**Work to be completed:**
Pick out and copy each line in the listing below that contains the string "rice". Letter case matters.

— START —

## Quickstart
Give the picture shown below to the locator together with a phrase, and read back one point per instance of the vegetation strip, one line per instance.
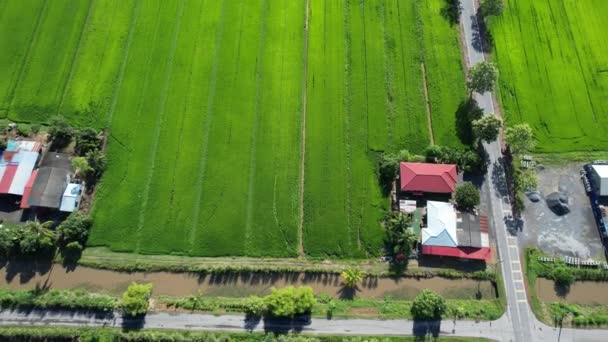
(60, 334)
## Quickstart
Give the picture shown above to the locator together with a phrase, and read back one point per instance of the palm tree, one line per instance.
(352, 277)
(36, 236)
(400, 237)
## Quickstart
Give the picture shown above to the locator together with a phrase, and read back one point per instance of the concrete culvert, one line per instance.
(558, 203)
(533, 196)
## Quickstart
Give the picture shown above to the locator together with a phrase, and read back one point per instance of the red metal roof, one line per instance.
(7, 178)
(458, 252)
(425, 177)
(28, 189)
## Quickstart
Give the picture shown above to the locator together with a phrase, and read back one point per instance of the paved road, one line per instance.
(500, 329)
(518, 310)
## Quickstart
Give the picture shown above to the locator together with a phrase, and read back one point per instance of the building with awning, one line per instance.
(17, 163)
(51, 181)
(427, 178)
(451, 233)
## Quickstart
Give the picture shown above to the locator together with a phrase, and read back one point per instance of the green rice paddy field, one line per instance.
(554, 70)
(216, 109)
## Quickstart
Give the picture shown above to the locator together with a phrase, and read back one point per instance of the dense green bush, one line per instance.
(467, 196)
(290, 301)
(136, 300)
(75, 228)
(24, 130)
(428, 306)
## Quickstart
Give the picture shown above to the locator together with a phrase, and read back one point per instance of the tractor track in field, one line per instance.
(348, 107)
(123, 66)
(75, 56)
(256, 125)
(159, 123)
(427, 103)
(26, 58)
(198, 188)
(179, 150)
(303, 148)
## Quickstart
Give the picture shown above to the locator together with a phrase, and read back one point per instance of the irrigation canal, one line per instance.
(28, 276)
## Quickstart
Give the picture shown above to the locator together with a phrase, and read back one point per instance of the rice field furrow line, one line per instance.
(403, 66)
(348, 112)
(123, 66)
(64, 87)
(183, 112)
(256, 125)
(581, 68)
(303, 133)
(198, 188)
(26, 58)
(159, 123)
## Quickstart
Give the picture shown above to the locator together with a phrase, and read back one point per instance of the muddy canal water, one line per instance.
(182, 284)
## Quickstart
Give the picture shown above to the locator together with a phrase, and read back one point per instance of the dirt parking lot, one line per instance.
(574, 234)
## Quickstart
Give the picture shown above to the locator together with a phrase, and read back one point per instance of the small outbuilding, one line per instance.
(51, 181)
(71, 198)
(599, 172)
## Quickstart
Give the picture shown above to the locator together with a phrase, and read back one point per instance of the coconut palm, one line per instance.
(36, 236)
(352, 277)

— END —

**Response to the task:**
Give the picture shown above to the locator together with a phrase, and read back one point per instance of the green rice paddy field, one line per instance.
Give the picture shown above to the locator together with a phrase, and read back one point per instance of the rice field furrow line, one line per instance.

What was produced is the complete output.